[Work instructions] Take the data below and copy exactly the lines starting at the one with "object | dark moorland patch" and finishing at the one with "object | viaduct arch", both included.

[Data listing]
┄┄┄┄┄┄┄┄┄┄
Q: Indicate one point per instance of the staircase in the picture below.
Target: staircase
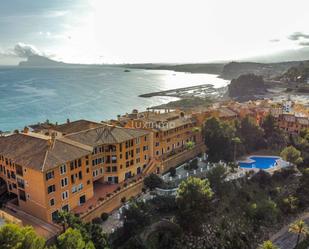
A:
(151, 167)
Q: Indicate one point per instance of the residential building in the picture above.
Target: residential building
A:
(45, 174)
(170, 131)
(118, 153)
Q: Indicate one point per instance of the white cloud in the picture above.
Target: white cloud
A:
(25, 50)
(298, 35)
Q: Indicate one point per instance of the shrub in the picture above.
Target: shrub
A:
(97, 220)
(172, 171)
(104, 216)
(153, 181)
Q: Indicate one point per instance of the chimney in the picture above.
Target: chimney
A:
(26, 129)
(52, 139)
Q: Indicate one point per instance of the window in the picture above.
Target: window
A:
(55, 216)
(82, 199)
(73, 179)
(65, 195)
(71, 165)
(19, 170)
(74, 189)
(50, 175)
(20, 183)
(51, 189)
(52, 202)
(22, 195)
(63, 169)
(95, 173)
(65, 208)
(64, 182)
(80, 187)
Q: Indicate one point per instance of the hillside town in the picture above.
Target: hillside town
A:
(89, 168)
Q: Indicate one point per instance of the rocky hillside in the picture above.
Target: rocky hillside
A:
(246, 87)
(297, 74)
(233, 70)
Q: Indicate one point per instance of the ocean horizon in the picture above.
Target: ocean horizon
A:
(32, 95)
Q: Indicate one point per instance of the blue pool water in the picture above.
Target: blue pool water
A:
(259, 162)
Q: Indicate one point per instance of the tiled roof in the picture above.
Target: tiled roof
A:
(226, 112)
(76, 126)
(106, 134)
(38, 153)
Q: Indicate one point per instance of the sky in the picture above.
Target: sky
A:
(140, 31)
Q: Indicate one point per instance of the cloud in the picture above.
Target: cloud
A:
(304, 43)
(25, 50)
(297, 36)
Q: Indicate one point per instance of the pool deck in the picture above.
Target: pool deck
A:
(280, 162)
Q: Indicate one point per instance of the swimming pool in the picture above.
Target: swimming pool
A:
(260, 162)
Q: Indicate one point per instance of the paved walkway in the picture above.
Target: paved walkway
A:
(286, 240)
(42, 228)
(100, 191)
(114, 220)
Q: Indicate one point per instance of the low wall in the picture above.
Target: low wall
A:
(113, 202)
(10, 218)
(182, 157)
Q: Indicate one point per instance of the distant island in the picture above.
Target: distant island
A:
(43, 61)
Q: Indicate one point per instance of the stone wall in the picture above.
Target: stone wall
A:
(10, 218)
(114, 201)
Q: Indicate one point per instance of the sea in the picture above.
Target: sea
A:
(32, 95)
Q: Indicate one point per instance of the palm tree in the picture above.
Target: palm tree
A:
(268, 245)
(235, 140)
(298, 227)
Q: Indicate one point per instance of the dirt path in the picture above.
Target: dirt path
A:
(286, 240)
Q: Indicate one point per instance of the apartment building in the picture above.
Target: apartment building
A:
(45, 174)
(170, 131)
(118, 153)
(55, 169)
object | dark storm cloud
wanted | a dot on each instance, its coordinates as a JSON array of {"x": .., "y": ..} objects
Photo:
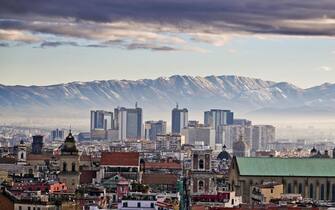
[
  {"x": 57, "y": 44},
  {"x": 90, "y": 19}
]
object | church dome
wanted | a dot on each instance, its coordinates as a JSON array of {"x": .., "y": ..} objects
[
  {"x": 69, "y": 145},
  {"x": 313, "y": 151},
  {"x": 224, "y": 155}
]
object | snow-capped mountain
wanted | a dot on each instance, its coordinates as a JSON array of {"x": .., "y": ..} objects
[{"x": 241, "y": 94}]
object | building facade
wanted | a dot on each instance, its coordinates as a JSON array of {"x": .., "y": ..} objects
[
  {"x": 69, "y": 163},
  {"x": 154, "y": 128},
  {"x": 313, "y": 178},
  {"x": 179, "y": 119}
]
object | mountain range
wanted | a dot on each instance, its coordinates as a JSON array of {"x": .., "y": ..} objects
[{"x": 247, "y": 96}]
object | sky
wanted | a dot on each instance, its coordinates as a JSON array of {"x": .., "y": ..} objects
[{"x": 48, "y": 42}]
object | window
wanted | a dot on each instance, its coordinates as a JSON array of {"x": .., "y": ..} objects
[
  {"x": 125, "y": 204},
  {"x": 322, "y": 192},
  {"x": 289, "y": 188},
  {"x": 73, "y": 167},
  {"x": 201, "y": 164},
  {"x": 333, "y": 192},
  {"x": 301, "y": 190},
  {"x": 200, "y": 185},
  {"x": 64, "y": 166},
  {"x": 311, "y": 189}
]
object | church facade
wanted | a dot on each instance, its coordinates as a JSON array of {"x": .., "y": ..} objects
[{"x": 69, "y": 164}]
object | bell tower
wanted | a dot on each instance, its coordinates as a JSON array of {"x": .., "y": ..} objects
[
  {"x": 21, "y": 153},
  {"x": 69, "y": 164}
]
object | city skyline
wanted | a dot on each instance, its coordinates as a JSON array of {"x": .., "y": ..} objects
[{"x": 96, "y": 41}]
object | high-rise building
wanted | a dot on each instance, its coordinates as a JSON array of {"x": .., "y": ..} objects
[
  {"x": 169, "y": 142},
  {"x": 241, "y": 148},
  {"x": 203, "y": 135},
  {"x": 101, "y": 119},
  {"x": 242, "y": 122},
  {"x": 179, "y": 119},
  {"x": 216, "y": 118},
  {"x": 154, "y": 128},
  {"x": 57, "y": 134},
  {"x": 37, "y": 145},
  {"x": 262, "y": 135},
  {"x": 101, "y": 122},
  {"x": 129, "y": 122}
]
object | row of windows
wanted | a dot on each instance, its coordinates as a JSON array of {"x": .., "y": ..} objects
[
  {"x": 65, "y": 167},
  {"x": 29, "y": 208},
  {"x": 125, "y": 204},
  {"x": 323, "y": 190}
]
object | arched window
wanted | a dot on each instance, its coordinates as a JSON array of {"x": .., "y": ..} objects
[
  {"x": 200, "y": 185},
  {"x": 73, "y": 167},
  {"x": 333, "y": 192},
  {"x": 201, "y": 164},
  {"x": 289, "y": 188},
  {"x": 322, "y": 192},
  {"x": 311, "y": 190},
  {"x": 301, "y": 190},
  {"x": 64, "y": 166}
]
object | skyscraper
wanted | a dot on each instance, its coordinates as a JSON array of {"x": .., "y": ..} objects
[
  {"x": 57, "y": 134},
  {"x": 217, "y": 118},
  {"x": 37, "y": 145},
  {"x": 179, "y": 119},
  {"x": 101, "y": 122},
  {"x": 129, "y": 122},
  {"x": 154, "y": 128},
  {"x": 101, "y": 119}
]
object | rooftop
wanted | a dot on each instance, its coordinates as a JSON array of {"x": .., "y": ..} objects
[
  {"x": 120, "y": 158},
  {"x": 170, "y": 179},
  {"x": 299, "y": 167}
]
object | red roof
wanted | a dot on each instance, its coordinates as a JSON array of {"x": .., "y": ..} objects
[
  {"x": 120, "y": 159},
  {"x": 32, "y": 157},
  {"x": 163, "y": 165},
  {"x": 86, "y": 177},
  {"x": 170, "y": 179}
]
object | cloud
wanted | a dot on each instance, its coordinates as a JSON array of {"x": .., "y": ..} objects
[
  {"x": 2, "y": 44},
  {"x": 326, "y": 68},
  {"x": 165, "y": 24},
  {"x": 16, "y": 35}
]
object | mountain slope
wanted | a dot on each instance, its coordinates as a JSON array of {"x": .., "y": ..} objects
[{"x": 241, "y": 94}]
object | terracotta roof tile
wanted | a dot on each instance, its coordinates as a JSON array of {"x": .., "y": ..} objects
[
  {"x": 120, "y": 158},
  {"x": 86, "y": 177},
  {"x": 32, "y": 157},
  {"x": 160, "y": 179},
  {"x": 164, "y": 165}
]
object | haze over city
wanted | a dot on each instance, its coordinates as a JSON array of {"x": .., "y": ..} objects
[{"x": 167, "y": 104}]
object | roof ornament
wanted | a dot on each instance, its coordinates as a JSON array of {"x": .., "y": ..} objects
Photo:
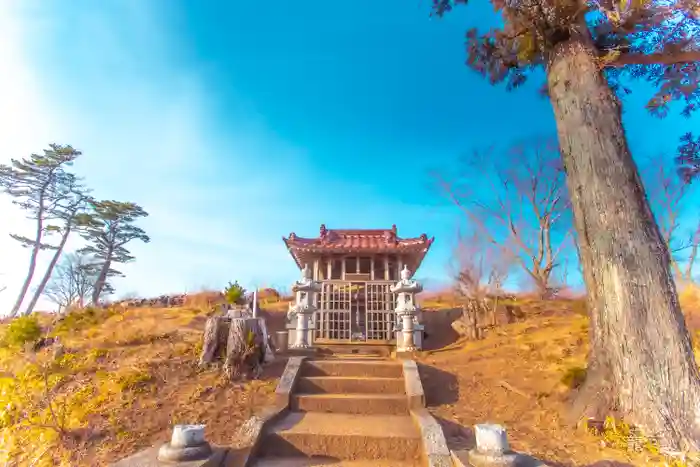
[
  {"x": 306, "y": 274},
  {"x": 390, "y": 235}
]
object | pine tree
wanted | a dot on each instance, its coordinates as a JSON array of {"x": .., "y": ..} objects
[
  {"x": 641, "y": 360},
  {"x": 110, "y": 229},
  {"x": 71, "y": 212},
  {"x": 39, "y": 185}
]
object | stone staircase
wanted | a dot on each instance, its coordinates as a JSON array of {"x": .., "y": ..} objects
[{"x": 345, "y": 412}]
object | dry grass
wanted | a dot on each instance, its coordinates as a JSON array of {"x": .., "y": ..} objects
[
  {"x": 122, "y": 383},
  {"x": 520, "y": 376},
  {"x": 128, "y": 376}
]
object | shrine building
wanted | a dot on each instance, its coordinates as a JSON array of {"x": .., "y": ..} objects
[{"x": 356, "y": 269}]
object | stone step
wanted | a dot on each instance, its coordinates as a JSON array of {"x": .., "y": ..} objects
[
  {"x": 331, "y": 462},
  {"x": 367, "y": 366},
  {"x": 389, "y": 404},
  {"x": 349, "y": 384},
  {"x": 343, "y": 436}
]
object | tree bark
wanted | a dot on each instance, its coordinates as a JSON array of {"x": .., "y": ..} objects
[
  {"x": 641, "y": 352},
  {"x": 101, "y": 279},
  {"x": 33, "y": 257},
  {"x": 49, "y": 270},
  {"x": 210, "y": 342}
]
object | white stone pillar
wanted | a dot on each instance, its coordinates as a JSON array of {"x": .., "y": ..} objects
[
  {"x": 406, "y": 290},
  {"x": 255, "y": 303},
  {"x": 492, "y": 448},
  {"x": 306, "y": 290},
  {"x": 187, "y": 444}
]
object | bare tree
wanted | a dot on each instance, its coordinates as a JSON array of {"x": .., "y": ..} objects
[
  {"x": 525, "y": 207},
  {"x": 482, "y": 267},
  {"x": 72, "y": 281},
  {"x": 668, "y": 196}
]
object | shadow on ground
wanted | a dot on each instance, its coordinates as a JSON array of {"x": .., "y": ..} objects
[
  {"x": 438, "y": 328},
  {"x": 604, "y": 463},
  {"x": 440, "y": 386}
]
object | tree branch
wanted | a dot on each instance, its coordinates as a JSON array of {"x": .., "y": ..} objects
[{"x": 655, "y": 59}]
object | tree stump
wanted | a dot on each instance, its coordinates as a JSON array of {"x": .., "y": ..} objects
[
  {"x": 245, "y": 348},
  {"x": 239, "y": 342},
  {"x": 210, "y": 340}
]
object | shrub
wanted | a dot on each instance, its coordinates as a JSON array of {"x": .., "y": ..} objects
[
  {"x": 22, "y": 330},
  {"x": 234, "y": 293}
]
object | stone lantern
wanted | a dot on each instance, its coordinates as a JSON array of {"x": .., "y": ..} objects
[
  {"x": 304, "y": 308},
  {"x": 406, "y": 310}
]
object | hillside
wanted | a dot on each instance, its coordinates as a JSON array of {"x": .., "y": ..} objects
[{"x": 127, "y": 375}]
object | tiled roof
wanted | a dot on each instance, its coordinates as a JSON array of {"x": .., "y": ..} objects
[{"x": 356, "y": 239}]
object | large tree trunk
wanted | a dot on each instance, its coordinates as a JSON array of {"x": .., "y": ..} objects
[
  {"x": 32, "y": 258},
  {"x": 641, "y": 352},
  {"x": 101, "y": 279},
  {"x": 49, "y": 271}
]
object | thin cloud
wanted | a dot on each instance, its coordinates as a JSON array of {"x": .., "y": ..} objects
[{"x": 112, "y": 89}]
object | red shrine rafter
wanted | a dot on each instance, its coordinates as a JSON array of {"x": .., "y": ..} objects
[{"x": 360, "y": 241}]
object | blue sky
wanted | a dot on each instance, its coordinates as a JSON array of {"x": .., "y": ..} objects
[{"x": 235, "y": 123}]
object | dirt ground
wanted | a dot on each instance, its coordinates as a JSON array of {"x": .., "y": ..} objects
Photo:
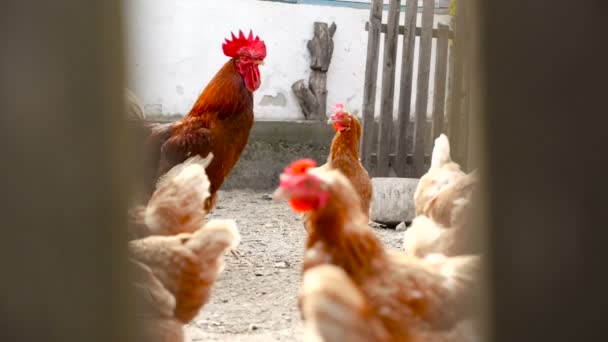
[{"x": 255, "y": 298}]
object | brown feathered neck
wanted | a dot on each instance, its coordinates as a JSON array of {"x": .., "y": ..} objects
[
  {"x": 225, "y": 94},
  {"x": 342, "y": 229},
  {"x": 346, "y": 142}
]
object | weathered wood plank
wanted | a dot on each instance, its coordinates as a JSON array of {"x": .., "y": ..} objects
[
  {"x": 441, "y": 55},
  {"x": 369, "y": 88},
  {"x": 402, "y": 29},
  {"x": 405, "y": 89},
  {"x": 422, "y": 89},
  {"x": 388, "y": 88},
  {"x": 456, "y": 86}
]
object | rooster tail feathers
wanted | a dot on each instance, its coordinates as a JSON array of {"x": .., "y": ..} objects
[
  {"x": 198, "y": 161},
  {"x": 215, "y": 238},
  {"x": 441, "y": 151}
]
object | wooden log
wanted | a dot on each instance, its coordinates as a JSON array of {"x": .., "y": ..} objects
[
  {"x": 321, "y": 47},
  {"x": 313, "y": 97},
  {"x": 318, "y": 87},
  {"x": 424, "y": 69},
  {"x": 441, "y": 55},
  {"x": 369, "y": 88},
  {"x": 405, "y": 89},
  {"x": 306, "y": 99},
  {"x": 388, "y": 89}
]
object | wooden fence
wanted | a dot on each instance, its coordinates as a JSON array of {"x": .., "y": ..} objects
[{"x": 403, "y": 145}]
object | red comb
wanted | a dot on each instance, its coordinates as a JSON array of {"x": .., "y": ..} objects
[
  {"x": 233, "y": 47},
  {"x": 338, "y": 107},
  {"x": 299, "y": 167}
]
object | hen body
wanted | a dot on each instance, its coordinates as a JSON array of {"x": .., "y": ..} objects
[
  {"x": 355, "y": 290},
  {"x": 443, "y": 201},
  {"x": 344, "y": 157},
  {"x": 177, "y": 262}
]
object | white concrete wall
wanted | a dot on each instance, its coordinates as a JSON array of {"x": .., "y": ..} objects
[{"x": 174, "y": 49}]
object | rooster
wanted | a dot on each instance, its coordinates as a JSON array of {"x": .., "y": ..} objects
[
  {"x": 220, "y": 121},
  {"x": 344, "y": 156},
  {"x": 355, "y": 290}
]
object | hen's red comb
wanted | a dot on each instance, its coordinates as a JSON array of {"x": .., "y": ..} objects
[
  {"x": 338, "y": 107},
  {"x": 233, "y": 47},
  {"x": 299, "y": 167}
]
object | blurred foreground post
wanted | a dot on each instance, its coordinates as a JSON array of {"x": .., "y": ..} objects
[
  {"x": 543, "y": 99},
  {"x": 63, "y": 251}
]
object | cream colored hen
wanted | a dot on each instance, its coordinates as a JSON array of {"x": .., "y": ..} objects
[
  {"x": 443, "y": 202},
  {"x": 355, "y": 290},
  {"x": 175, "y": 206},
  {"x": 174, "y": 274}
]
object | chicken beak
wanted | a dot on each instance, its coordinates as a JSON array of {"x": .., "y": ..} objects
[{"x": 280, "y": 195}]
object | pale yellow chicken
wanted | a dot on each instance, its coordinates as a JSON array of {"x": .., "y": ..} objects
[
  {"x": 176, "y": 266},
  {"x": 355, "y": 290},
  {"x": 443, "y": 201},
  {"x": 175, "y": 206},
  {"x": 187, "y": 264}
]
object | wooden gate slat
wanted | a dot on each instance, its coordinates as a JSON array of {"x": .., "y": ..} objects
[
  {"x": 405, "y": 89},
  {"x": 369, "y": 88},
  {"x": 388, "y": 89},
  {"x": 441, "y": 55},
  {"x": 422, "y": 89}
]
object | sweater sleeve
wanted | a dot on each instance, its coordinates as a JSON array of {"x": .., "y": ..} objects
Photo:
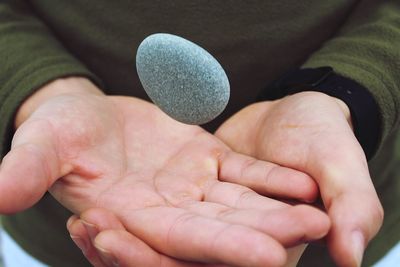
[
  {"x": 30, "y": 56},
  {"x": 367, "y": 49}
]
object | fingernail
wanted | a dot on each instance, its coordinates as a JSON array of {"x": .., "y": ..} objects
[
  {"x": 80, "y": 243},
  {"x": 107, "y": 257},
  {"x": 91, "y": 229},
  {"x": 358, "y": 246}
]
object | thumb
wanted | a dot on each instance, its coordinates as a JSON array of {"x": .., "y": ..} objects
[{"x": 30, "y": 167}]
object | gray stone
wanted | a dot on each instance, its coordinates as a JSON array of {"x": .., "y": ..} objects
[{"x": 182, "y": 78}]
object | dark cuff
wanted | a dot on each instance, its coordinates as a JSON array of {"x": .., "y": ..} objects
[{"x": 364, "y": 110}]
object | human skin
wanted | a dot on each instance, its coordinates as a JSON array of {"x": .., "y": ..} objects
[
  {"x": 124, "y": 155},
  {"x": 312, "y": 132}
]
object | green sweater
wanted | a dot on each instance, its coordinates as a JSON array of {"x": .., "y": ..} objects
[{"x": 255, "y": 41}]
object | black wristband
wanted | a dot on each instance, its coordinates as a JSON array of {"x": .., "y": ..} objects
[{"x": 364, "y": 110}]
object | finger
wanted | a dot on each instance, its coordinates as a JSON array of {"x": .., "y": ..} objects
[
  {"x": 99, "y": 219},
  {"x": 289, "y": 226},
  {"x": 267, "y": 178},
  {"x": 80, "y": 237},
  {"x": 294, "y": 255},
  {"x": 29, "y": 169},
  {"x": 120, "y": 248},
  {"x": 240, "y": 197},
  {"x": 351, "y": 200},
  {"x": 188, "y": 236}
]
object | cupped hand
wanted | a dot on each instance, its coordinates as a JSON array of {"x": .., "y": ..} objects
[
  {"x": 158, "y": 176},
  {"x": 312, "y": 132},
  {"x": 105, "y": 242}
]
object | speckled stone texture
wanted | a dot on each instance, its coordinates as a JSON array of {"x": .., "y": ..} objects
[{"x": 182, "y": 78}]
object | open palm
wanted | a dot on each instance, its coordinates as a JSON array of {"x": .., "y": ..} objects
[{"x": 160, "y": 177}]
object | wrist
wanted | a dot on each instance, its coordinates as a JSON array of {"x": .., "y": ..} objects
[{"x": 70, "y": 85}]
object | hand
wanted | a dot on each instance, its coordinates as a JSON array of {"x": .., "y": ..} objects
[
  {"x": 158, "y": 176},
  {"x": 105, "y": 242},
  {"x": 311, "y": 132}
]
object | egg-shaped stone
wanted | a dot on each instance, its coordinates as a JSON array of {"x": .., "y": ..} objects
[{"x": 182, "y": 78}]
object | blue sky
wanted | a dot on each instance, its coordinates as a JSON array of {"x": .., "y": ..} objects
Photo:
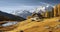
[{"x": 11, "y": 5}]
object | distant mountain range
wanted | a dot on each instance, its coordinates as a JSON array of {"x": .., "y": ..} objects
[
  {"x": 6, "y": 16},
  {"x": 40, "y": 9}
]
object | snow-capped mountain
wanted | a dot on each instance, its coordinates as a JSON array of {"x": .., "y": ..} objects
[
  {"x": 43, "y": 9},
  {"x": 24, "y": 14}
]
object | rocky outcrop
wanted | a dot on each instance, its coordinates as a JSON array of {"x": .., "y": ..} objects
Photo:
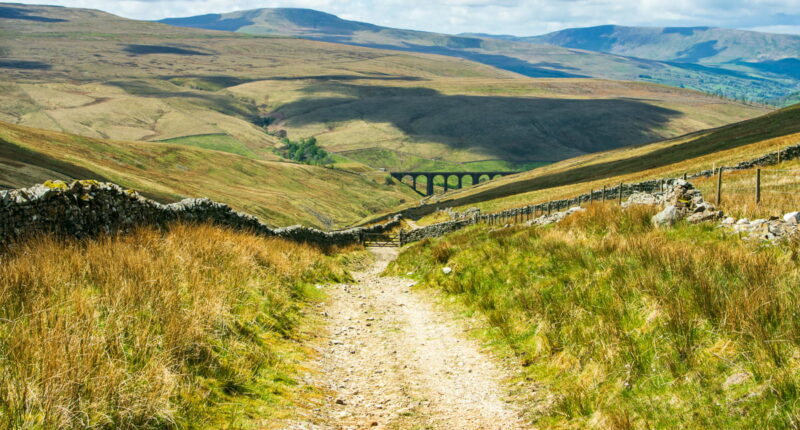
[
  {"x": 772, "y": 229},
  {"x": 436, "y": 230},
  {"x": 683, "y": 201},
  {"x": 554, "y": 217},
  {"x": 89, "y": 208}
]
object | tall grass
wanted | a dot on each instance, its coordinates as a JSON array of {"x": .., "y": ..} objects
[
  {"x": 192, "y": 328},
  {"x": 626, "y": 326}
]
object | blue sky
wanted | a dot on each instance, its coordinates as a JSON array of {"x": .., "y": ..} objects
[{"x": 518, "y": 17}]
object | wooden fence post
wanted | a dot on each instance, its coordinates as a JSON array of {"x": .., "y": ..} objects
[{"x": 758, "y": 186}]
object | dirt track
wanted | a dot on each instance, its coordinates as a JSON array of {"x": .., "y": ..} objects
[{"x": 392, "y": 360}]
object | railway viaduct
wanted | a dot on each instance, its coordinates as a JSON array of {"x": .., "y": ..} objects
[{"x": 430, "y": 176}]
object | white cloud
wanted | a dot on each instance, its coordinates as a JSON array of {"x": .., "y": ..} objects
[{"x": 520, "y": 17}]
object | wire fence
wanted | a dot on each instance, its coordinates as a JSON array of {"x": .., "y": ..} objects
[{"x": 746, "y": 184}]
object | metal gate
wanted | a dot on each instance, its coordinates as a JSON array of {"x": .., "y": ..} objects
[{"x": 382, "y": 240}]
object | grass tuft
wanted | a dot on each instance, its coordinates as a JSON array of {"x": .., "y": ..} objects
[
  {"x": 625, "y": 326},
  {"x": 196, "y": 327}
]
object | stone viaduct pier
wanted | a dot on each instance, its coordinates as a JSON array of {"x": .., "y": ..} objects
[{"x": 430, "y": 176}]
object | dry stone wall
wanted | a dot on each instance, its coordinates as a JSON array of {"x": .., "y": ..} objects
[{"x": 88, "y": 208}]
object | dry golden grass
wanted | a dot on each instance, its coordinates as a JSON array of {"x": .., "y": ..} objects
[
  {"x": 668, "y": 159},
  {"x": 780, "y": 190},
  {"x": 188, "y": 328}
]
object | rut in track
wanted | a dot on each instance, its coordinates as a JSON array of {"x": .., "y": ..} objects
[{"x": 393, "y": 360}]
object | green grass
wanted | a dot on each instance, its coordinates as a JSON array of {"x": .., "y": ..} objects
[
  {"x": 670, "y": 158},
  {"x": 216, "y": 142},
  {"x": 621, "y": 326},
  {"x": 280, "y": 193},
  {"x": 399, "y": 161},
  {"x": 349, "y": 98}
]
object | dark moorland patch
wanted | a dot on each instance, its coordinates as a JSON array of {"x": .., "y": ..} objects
[
  {"x": 522, "y": 128},
  {"x": 161, "y": 49},
  {"x": 25, "y": 65},
  {"x": 14, "y": 13}
]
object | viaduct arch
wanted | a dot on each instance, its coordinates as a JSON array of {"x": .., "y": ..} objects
[{"x": 430, "y": 176}]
┄┄┄┄┄┄┄┄┄┄
[Worked solution]
object | dark moorland patch
wanted | a dot on each instance, its coordinates as a JSON array of {"x": .., "y": ..} objects
[
  {"x": 522, "y": 128},
  {"x": 161, "y": 49},
  {"x": 25, "y": 65},
  {"x": 14, "y": 13}
]
object | viaduct arch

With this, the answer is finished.